• **DO THIS**:
Convert the entries below into a JSON list of strings, with one string for each line. Leave out any blank lines.

***** MATERIAL FOR THE TASK

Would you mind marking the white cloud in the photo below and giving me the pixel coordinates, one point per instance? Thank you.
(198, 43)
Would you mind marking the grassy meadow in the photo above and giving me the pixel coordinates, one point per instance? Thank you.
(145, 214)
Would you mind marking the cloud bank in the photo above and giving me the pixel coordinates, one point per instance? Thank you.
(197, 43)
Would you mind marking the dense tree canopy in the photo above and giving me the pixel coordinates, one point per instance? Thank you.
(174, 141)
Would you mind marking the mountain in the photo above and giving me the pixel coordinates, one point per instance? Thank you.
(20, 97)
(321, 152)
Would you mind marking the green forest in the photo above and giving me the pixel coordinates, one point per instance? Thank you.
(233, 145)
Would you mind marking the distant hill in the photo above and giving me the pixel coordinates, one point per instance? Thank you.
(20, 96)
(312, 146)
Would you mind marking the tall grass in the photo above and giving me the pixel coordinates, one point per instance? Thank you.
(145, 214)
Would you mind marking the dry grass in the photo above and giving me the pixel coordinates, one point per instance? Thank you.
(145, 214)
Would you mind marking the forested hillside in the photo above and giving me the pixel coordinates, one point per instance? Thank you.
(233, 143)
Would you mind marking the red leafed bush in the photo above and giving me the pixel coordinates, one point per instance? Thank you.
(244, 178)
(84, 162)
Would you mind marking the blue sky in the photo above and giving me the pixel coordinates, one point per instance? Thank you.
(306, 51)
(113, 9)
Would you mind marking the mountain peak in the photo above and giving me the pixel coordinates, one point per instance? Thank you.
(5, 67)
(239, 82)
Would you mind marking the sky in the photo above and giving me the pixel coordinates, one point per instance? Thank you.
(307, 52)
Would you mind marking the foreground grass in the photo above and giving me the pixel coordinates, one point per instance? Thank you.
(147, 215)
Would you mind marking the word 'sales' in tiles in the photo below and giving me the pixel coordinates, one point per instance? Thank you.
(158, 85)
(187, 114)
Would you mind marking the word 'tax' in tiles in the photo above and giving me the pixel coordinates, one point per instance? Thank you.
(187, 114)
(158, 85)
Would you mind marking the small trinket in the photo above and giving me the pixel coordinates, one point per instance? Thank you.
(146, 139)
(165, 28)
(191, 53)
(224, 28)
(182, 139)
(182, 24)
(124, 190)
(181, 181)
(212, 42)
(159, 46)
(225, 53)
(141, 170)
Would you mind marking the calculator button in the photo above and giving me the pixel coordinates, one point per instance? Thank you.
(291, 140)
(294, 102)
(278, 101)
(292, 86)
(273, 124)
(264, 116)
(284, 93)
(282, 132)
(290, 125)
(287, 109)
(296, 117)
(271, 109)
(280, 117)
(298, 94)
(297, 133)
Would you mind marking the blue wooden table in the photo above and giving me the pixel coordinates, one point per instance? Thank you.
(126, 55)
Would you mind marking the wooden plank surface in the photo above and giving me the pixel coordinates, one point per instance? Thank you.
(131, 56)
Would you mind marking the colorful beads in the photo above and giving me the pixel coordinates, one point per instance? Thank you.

**********

• **OUTPUT OF THE TASK**:
[
  "Would you mind marking the white cloud in the photo below and giving me the pixel coordinates, one point per instance? Thank you.",
  "(198, 43)",
  "Would you mind marking the grassy meadow in the photo above and giving me the pixel coordinates, one point per instance? Thank you.",
  "(145, 214)",
  "Would you mind marking the cloud bank in the photo above and giving me the pixel coordinates, one point per instance? Thank you.",
  "(197, 43)",
  "Would you mind marking the dense tree canopy in the photo above and giving me the pixel coordinates, one point per instance? Thank you.",
  "(174, 141)",
  "Would you mind marking the mountain in the photo above and giving me the pixel coordinates, one point per instance? Thank you.",
  "(20, 97)",
  "(321, 152)",
  "Would you mind marking the green forest in the photo above and giving me the pixel coordinates, one point per instance? Thank you.",
  "(233, 145)",
  "Would you mind marking the distant hill in the photo above and giving me the pixel coordinates, one point per instance? Thank you.",
  "(20, 96)",
  "(312, 146)",
  "Would you mind marking the tall grass in the photo above and giving me the pixel coordinates, one point per instance? Thank you.",
  "(145, 214)",
  "Would you mind marking the dry grass in the photo above and giving me the pixel coordinates, one point per instance? Thank you.",
  "(145, 214)",
  "Would you mind marking the forested hillside in the photo above and giving me the pixel coordinates, one point per instance? Thank you.",
  "(233, 143)",
  "Would you mind marking the red leafed bush in the photo above and giving me the pixel coordinates, one point per instance? Thank you.",
  "(244, 178)",
  "(84, 162)",
  "Would you mind marking the blue sky in the photo above and giving me the pixel coordinates, one point per instance? Thank you.",
  "(306, 51)",
  "(113, 9)",
  "Would you mind marking the mountain peak in the photo above and giving me the pixel coordinates, one point per instance? Thank you.",
  "(5, 67)",
  "(239, 82)",
  "Would you mind marking the sky in the photo above and giving me the pixel coordinates, one point per instance? Thank you.",
  "(307, 52)",
  "Would you mind marking the foreground grass in the photo above and giving me the pixel coordinates, one point per instance? Thank you.",
  "(147, 215)",
  "Would you mind marking the word 'sales' in tiles in the photo below and giving me the pixel coordinates, one point per instance? Thank you.",
  "(158, 85)",
  "(187, 114)",
  "Would you mind marking the word 'tax' in tiles in the photo above and giving me the pixel coordinates, one point per instance? Thank you.",
  "(187, 114)",
  "(158, 85)",
  "Would you mind marking the small trinket in the photo above and giving me the pixel coordinates, one point per instance? Thank you.",
  "(146, 139)",
  "(165, 28)",
  "(191, 53)",
  "(224, 28)",
  "(182, 139)",
  "(182, 24)",
  "(124, 190)",
  "(181, 181)",
  "(212, 42)",
  "(159, 46)",
  "(225, 53)",
  "(141, 170)",
  "Would you mind marking the calculator button in the photo above and giving me the pixel coordinates, one point per instance? Thank you.",
  "(291, 140)",
  "(294, 102)",
  "(278, 101)",
  "(292, 86)",
  "(273, 124)",
  "(264, 116)",
  "(284, 93)",
  "(282, 132)",
  "(290, 125)",
  "(287, 109)",
  "(296, 117)",
  "(271, 109)",
  "(280, 117)",
  "(298, 94)",
  "(297, 133)",
  "Would you mind marking the blue wooden table in the photo above and giving me the pixel coordinates, one point per instance? Thank you.",
  "(126, 55)",
  "Would you mind marking the wooden plank surface in the photo above and giving me the pixel coordinates, one point per instance? Thank you.",
  "(131, 56)",
  "Would you mind marking the colorful beads in the photo above and giving me the pixel coordinates, one point per instance? Thank you."
]